> **How to complete this task**
Where does the string "When" occur in the records below? Copy every line that holds it.

> **Input material**
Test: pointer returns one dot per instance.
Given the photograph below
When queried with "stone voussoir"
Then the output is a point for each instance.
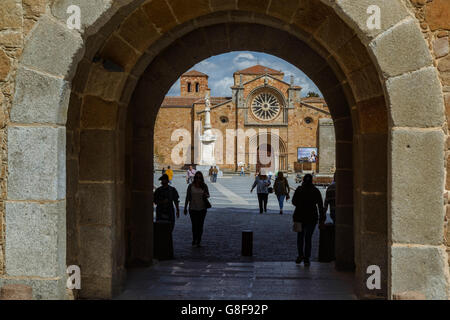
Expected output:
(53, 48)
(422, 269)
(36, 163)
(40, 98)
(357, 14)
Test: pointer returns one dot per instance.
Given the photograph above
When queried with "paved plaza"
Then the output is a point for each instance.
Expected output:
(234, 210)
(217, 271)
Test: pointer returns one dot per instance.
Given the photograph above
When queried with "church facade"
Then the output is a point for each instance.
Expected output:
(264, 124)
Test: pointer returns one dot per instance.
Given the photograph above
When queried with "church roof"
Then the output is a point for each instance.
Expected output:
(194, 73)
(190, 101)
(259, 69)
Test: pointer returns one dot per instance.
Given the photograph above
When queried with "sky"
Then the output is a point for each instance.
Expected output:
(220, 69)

...

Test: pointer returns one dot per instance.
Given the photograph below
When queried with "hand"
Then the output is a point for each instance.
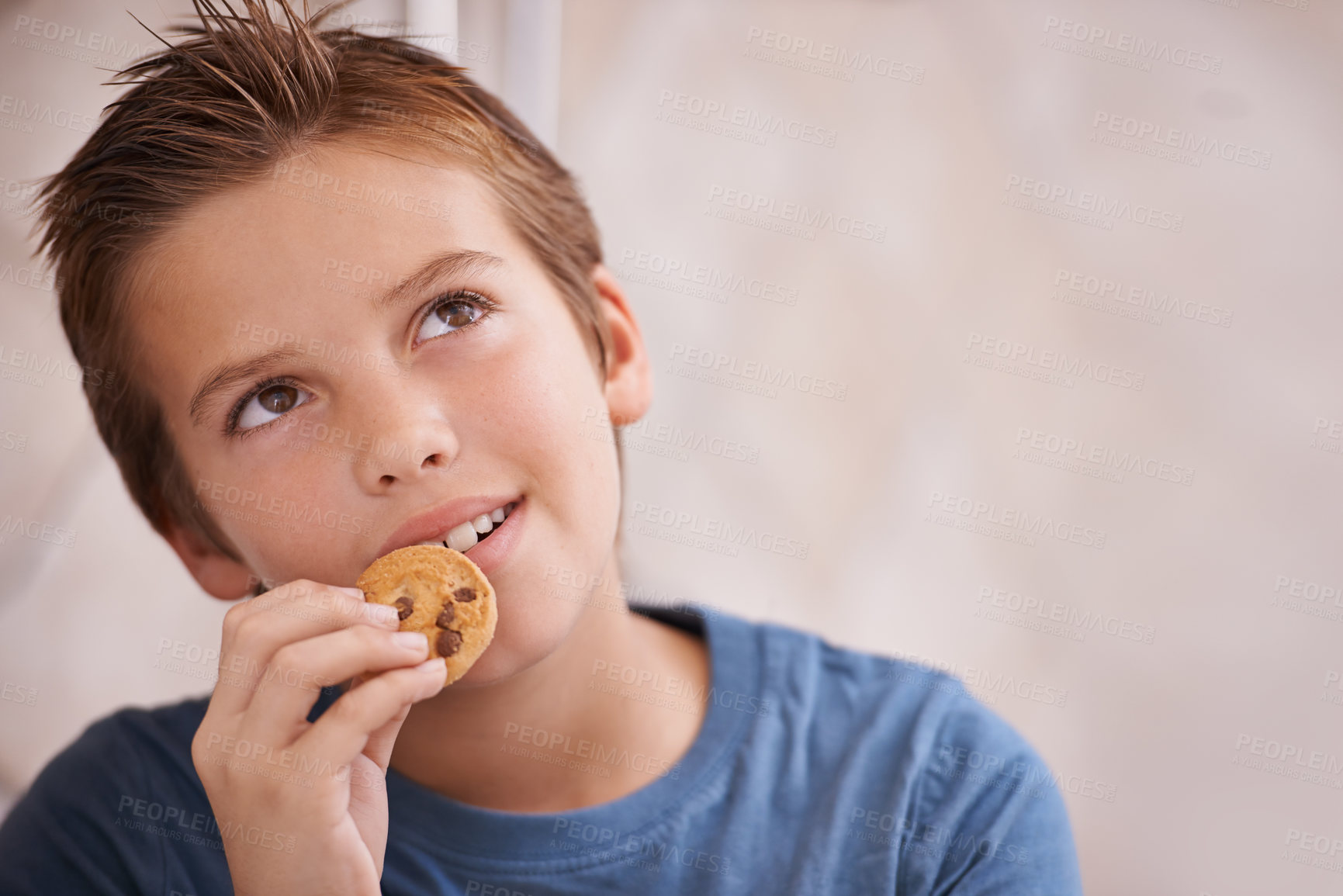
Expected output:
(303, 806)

> **Answer space**
When queried with "stone voussoir"
When queried with "paved plaza"
When queried with "church facade"
When queried with "church roof"
When queried with "sky"
When queried with "hand"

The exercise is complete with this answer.